◆ **QUÉ HACER**
Devuelve sin ningún cambio las líneas de los registros desde la que contiene "Annotate the cropped" hasta la que contiene "column 771, row 201", ambas incluidas.

Etiquetas de puntos de objetos:
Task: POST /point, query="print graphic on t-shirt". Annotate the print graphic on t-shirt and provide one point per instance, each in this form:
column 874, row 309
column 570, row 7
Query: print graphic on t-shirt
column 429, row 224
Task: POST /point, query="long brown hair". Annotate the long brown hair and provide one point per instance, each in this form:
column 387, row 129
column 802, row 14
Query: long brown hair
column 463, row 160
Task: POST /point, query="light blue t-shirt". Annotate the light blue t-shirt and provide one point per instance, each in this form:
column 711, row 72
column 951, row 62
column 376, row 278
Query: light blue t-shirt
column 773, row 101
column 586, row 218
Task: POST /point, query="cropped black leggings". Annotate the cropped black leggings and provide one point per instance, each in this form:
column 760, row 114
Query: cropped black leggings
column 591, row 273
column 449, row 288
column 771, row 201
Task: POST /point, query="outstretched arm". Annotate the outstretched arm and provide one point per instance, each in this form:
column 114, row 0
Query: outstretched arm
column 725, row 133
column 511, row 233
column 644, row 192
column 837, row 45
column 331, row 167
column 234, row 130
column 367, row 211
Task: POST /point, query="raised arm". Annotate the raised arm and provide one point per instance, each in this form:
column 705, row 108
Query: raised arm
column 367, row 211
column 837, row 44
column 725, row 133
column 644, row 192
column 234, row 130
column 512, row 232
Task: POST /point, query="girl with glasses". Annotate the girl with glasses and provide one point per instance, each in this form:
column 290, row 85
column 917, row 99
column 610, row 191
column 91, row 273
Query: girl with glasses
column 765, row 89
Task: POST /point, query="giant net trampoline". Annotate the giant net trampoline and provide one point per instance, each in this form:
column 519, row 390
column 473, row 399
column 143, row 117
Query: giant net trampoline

◆ **SALIDA COMPLETA**
Task: POST /point, query="cropped black leggings". Annotate the cropped black leggings and provide one point per instance, each in this form:
column 760, row 114
Query: cropped black leggings
column 591, row 273
column 449, row 288
column 771, row 201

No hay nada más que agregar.